"""

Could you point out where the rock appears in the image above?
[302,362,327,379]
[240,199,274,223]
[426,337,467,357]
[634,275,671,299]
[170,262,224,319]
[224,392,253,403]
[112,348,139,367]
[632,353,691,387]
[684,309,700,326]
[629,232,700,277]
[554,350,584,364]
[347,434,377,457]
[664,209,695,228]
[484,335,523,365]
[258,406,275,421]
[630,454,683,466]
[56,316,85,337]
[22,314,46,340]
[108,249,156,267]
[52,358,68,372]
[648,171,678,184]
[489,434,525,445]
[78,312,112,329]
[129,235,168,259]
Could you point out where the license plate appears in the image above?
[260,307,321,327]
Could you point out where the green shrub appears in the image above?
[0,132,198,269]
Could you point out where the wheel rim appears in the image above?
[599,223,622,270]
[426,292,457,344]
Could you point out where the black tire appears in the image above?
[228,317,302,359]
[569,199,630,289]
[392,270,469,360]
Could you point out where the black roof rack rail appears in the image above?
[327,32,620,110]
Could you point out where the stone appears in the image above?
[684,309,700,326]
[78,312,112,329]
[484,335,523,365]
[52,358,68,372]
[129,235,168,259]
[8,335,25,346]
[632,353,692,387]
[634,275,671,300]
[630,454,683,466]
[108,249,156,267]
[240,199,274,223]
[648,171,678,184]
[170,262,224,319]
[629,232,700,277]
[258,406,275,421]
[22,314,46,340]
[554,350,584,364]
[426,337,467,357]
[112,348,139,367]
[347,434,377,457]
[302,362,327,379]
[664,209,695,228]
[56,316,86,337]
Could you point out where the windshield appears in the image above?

"""

*Problem to work on*. Can you copy out, unchanged, the lines of the listing above between the line holding "Could you point out where the green" and the line holding "[392,270,469,360]", inclusive?

*Exercise answer*.
Could you point out where the green shrub appears in the image above?
[0,132,198,269]
Could you point out where the wheel rim appears in the image above?
[599,223,622,270]
[426,292,457,344]
Could you point out where the black tire appears in the image above?
[228,317,302,359]
[569,199,630,289]
[392,270,469,360]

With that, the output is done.